FESTIVAL DES 3 CONTINENTS 2023 – The Real Superstar de Cédric Dupire

Posté le 4 décembre 2023 par

Pour sa 45e édition, le Festival des 3 Continents consacre une rétrospective à l’acteur culte de Bollywood, Amitabh Bachchan. Aux côtés des neufs long-métrages sélectionnés à Nantes (parmi les 200 qu’a tourné la star), une œuvre singulière : The Real Superstar, du réalisateur français Cédric Dupire. Le film, composé de centaines d’extraits réorganisés de la filmographie du demi-dieu indien, est une expérience déroutante qui questionne notre rapport au cinéma, à l’identité et aux personnages que l’on s’invente.

Qui est Amitabh Bachchan ? Pour les Indiens, il est l’éternel jeune homme en colère révélé dans les films d’actions des années 1970, le romantique prêt à tout pour sa dulcinée, le patriarche qui règne sur Bollywood depuis maintenant cinq décennies. Pour les Occidentaux, il est tout au plus un nom hurlé par le personnage de Jamal dans Slumdog Millionaire (2008), qui se précipite enfant vers son idole avec une photo à dédicacer, ou la figure du businessman criminel Meyer Wolfsheim dans Gatsby le Magnifique (2013).

Le réalisateur Cédric Dupire le découvre quant à lui lors de séjours professionnels en Inde. Son image est omniprésente dans l’espace public : “je m’intéresse au rapport que les gens entretiennent avec le cinéma, au culte pour les acteurs, explique-t-il.  A l’époque, je n’étais pas fan de l’acteur, je n’avais vu que certains des films dans lesquels il avait tourné, mais la fascination qu’il suscite, encore aujourd’hui, sa place dans les imaginaires et dans l’espace urbain, tout cela a éveillé mon intérêt”.

[Extraits d'un jeu de données de pointage]
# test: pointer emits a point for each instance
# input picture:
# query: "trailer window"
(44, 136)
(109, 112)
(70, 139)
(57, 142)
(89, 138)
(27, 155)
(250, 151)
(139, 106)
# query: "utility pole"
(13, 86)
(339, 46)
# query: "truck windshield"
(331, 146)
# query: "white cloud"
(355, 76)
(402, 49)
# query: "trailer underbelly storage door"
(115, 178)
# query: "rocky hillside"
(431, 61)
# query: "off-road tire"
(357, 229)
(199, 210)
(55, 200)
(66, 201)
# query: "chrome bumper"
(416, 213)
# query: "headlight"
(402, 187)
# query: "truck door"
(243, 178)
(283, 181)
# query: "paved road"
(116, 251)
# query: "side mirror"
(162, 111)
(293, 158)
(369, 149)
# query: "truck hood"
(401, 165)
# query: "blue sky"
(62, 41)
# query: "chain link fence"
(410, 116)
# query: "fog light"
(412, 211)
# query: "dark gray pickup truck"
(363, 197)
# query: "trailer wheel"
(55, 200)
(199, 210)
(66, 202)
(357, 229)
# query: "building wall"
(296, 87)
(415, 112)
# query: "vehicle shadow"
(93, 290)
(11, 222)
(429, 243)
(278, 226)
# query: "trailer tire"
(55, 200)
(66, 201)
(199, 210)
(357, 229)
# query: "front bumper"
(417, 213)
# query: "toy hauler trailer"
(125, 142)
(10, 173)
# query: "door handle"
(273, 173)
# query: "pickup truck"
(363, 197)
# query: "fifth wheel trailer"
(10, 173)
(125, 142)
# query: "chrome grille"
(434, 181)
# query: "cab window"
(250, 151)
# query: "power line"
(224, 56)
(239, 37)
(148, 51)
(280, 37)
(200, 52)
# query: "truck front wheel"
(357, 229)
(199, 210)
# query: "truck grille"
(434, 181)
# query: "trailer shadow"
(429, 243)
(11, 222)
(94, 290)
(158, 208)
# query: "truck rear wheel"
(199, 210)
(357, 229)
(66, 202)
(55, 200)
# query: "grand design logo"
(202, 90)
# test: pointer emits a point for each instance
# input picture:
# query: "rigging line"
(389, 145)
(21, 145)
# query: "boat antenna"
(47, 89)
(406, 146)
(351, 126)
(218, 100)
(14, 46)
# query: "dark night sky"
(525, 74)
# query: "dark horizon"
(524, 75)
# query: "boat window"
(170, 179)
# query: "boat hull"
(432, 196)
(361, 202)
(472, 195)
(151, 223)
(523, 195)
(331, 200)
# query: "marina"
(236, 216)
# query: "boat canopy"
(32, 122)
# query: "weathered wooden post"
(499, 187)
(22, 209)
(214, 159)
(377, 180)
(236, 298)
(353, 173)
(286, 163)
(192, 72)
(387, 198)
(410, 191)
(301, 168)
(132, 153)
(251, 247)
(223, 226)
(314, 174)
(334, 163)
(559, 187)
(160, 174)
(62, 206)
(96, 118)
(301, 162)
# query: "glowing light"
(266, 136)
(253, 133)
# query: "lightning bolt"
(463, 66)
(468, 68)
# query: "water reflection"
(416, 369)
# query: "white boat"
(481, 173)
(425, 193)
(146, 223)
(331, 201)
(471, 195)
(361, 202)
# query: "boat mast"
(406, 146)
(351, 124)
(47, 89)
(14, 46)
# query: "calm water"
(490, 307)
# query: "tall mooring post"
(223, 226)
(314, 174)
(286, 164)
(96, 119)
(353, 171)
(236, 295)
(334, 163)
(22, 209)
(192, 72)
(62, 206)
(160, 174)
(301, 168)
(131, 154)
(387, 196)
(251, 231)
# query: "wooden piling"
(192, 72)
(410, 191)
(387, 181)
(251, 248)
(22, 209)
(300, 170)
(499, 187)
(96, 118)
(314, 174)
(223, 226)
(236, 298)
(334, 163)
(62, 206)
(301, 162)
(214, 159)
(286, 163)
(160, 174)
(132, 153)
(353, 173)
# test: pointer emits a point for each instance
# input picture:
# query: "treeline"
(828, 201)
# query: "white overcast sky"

▶ **Exercice court 1**:
D'après l'article consacré à The Real Superstar, de quoi ce film est-il composé ?
▶ **Exercice court 2**:
Recopiez à l'identique le passage de l'article consacré à The Real Superstar qui va de « Posté le 4 décembre » jusqu'à « que l’on s’invente. » inclus.
Appuyez-vous uniquement sur l'article consacré à The Real Superstar.

▶ **Résultat final 1**:
De centaines d'extraits réorganisés de la filmographie du demi-dieu indien, Amitabh Bachchan.

▶ **Résultat final 2**:
Posté le 4 décembre 2023 par

Pour sa 45e édition, le Festival des 3 Continents consacre une rétrospective à l’acteur culte de Bollywood, Amitabh Bachchan. Aux côtés des neufs long-métrages sélectionnés à Nantes (parmi les 200 qu’a tourné la star), une œuvre singulière : The Real Superstar, du réalisateur français Cédric Dupire. Le film, composé de centaines d’extraits réorganisés de la filmographie du demi-dieu indien, est une expérience déroutante qui questionne notre rapport au cinéma, à l’identité et aux personnages que l’on s’invente.